**WHAT NEEDS TO BE DONE**
Provide only the number of lines below in which the string "black" occurs.
************
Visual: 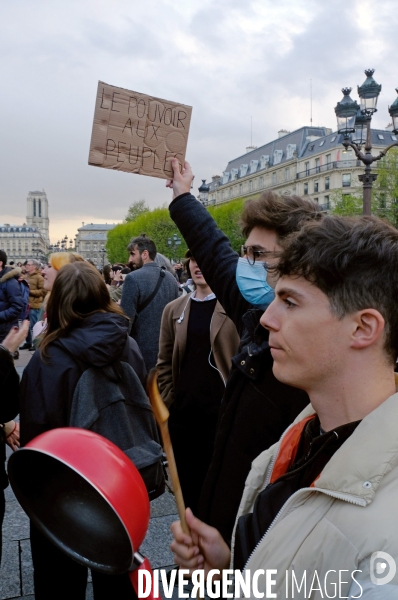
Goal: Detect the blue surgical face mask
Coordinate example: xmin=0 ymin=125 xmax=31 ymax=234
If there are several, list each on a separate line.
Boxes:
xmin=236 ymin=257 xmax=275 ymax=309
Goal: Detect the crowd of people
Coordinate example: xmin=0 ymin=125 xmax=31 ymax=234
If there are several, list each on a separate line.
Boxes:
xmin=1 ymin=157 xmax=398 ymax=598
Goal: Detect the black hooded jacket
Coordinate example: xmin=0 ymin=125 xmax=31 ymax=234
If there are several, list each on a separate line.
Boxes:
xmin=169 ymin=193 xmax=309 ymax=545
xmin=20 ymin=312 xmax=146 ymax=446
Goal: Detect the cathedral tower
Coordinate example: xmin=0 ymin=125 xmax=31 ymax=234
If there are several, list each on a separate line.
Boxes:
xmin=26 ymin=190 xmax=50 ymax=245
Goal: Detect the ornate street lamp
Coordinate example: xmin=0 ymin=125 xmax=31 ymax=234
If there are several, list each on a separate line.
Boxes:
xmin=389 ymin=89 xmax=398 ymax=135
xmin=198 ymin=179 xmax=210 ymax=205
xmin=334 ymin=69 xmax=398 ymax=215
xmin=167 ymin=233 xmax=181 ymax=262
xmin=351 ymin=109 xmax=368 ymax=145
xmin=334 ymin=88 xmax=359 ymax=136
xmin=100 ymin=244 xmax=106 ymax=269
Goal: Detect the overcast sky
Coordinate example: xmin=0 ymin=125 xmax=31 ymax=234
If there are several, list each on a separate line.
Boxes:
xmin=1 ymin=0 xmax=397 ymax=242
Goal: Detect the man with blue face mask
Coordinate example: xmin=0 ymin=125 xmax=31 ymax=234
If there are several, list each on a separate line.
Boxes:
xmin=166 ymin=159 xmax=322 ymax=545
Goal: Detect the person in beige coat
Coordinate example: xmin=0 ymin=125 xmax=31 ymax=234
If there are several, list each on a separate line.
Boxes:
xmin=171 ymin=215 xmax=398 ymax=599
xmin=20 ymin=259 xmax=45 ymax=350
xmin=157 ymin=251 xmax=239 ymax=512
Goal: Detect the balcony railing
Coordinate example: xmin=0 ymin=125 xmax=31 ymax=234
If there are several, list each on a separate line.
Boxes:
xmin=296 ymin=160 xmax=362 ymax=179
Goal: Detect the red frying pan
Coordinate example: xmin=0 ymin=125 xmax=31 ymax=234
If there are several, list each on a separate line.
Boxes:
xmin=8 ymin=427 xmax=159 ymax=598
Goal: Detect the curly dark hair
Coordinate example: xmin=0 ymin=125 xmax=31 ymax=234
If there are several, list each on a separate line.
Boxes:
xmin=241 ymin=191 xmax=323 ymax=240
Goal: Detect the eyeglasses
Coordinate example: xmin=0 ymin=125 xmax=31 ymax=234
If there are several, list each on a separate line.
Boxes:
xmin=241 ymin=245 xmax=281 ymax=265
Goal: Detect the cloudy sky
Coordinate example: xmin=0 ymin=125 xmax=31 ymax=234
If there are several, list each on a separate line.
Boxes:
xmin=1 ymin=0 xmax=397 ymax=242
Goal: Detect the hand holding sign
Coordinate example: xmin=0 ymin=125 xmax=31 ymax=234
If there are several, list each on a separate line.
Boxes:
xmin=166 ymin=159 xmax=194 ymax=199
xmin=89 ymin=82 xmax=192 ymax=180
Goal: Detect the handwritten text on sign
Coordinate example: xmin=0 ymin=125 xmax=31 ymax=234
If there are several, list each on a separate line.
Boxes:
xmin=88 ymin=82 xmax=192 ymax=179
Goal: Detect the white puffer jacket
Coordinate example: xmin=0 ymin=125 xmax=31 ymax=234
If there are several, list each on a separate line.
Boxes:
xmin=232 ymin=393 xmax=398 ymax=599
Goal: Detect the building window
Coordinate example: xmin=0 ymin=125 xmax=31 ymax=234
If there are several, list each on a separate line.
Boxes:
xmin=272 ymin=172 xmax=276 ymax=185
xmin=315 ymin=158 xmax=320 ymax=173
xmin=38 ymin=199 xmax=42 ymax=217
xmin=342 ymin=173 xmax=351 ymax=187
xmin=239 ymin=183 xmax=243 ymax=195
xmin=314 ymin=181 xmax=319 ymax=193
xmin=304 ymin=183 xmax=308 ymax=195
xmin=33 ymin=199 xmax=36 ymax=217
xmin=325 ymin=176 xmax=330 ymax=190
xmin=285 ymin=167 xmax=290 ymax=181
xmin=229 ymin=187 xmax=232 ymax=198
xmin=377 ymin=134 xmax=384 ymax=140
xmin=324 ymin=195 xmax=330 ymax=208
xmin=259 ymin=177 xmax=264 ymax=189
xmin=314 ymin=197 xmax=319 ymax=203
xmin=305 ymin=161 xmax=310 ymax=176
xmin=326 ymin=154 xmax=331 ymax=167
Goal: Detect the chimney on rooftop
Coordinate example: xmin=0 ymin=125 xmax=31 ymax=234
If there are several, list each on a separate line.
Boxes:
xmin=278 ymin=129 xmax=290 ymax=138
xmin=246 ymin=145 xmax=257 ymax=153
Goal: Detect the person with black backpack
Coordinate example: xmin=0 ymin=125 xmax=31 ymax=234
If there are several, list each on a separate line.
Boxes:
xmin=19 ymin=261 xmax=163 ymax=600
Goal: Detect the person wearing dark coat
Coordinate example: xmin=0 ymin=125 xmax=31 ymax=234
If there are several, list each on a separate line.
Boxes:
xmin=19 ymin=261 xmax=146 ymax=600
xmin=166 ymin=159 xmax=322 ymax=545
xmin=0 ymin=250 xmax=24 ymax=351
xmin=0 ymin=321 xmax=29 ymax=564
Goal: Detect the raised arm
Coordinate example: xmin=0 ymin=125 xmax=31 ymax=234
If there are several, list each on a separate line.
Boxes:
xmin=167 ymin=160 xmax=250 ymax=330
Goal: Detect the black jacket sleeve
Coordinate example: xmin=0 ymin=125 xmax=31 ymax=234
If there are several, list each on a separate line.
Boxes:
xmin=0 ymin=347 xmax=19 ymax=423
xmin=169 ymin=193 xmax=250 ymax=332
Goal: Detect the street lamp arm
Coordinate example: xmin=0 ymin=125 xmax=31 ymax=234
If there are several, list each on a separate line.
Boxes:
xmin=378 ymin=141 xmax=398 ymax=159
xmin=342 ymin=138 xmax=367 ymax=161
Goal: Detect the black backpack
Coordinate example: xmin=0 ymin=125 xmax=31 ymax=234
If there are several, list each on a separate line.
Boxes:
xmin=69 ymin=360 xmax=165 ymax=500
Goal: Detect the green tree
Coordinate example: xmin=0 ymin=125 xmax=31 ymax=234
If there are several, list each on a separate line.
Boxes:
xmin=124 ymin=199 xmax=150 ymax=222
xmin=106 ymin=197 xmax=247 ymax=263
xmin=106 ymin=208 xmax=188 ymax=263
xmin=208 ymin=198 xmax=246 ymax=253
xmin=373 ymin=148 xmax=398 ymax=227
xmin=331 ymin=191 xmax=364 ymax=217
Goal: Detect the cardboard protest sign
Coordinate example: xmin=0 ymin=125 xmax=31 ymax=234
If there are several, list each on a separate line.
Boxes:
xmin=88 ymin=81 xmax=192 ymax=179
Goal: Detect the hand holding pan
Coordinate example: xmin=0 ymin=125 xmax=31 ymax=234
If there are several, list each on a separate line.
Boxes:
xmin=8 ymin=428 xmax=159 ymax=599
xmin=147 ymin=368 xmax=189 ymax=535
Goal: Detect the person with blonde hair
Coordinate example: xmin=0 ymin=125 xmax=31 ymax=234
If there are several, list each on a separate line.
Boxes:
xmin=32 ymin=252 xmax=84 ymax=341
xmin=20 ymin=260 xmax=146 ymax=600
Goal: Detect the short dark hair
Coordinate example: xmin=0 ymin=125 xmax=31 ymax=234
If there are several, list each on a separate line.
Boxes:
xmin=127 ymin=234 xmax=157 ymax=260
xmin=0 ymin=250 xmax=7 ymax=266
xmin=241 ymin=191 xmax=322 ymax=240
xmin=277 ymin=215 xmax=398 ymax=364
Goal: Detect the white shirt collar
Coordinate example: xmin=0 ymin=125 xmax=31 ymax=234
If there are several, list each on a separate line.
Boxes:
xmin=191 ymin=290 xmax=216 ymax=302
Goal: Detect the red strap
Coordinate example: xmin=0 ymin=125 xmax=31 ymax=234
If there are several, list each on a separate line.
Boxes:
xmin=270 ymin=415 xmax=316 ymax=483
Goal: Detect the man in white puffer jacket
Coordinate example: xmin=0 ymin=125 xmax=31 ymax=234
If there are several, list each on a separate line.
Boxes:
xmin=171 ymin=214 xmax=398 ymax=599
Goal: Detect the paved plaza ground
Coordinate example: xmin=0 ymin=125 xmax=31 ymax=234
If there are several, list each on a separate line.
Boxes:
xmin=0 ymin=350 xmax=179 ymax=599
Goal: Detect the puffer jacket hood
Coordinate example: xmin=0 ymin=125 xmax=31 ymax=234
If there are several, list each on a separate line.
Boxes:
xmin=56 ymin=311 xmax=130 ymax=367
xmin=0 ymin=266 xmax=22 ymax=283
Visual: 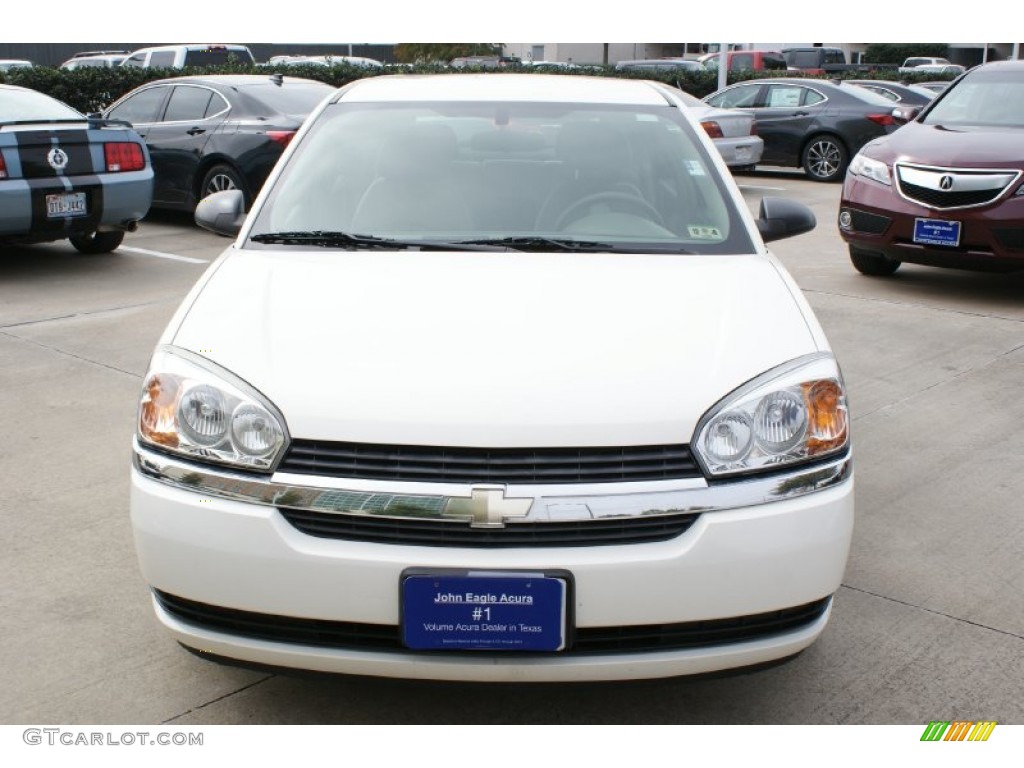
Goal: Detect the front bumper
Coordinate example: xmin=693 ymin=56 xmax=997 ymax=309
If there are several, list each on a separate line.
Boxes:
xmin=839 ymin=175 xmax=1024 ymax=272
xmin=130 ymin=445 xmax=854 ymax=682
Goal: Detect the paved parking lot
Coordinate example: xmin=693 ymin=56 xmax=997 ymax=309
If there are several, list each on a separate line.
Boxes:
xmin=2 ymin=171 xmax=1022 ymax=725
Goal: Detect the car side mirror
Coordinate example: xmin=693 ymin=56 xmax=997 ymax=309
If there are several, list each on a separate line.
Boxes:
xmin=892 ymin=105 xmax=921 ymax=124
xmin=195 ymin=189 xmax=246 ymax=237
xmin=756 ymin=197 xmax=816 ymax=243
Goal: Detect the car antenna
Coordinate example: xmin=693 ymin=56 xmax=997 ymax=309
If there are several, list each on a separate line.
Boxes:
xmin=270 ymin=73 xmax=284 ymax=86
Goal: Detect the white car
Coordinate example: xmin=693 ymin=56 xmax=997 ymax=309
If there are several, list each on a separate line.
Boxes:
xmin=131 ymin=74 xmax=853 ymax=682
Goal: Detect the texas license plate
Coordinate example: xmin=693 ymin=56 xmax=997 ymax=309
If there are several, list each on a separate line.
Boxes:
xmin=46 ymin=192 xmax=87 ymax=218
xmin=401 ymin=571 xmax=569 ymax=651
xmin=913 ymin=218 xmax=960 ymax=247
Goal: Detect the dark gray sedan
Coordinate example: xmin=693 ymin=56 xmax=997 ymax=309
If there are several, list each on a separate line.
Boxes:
************
**RESULT BELOW**
4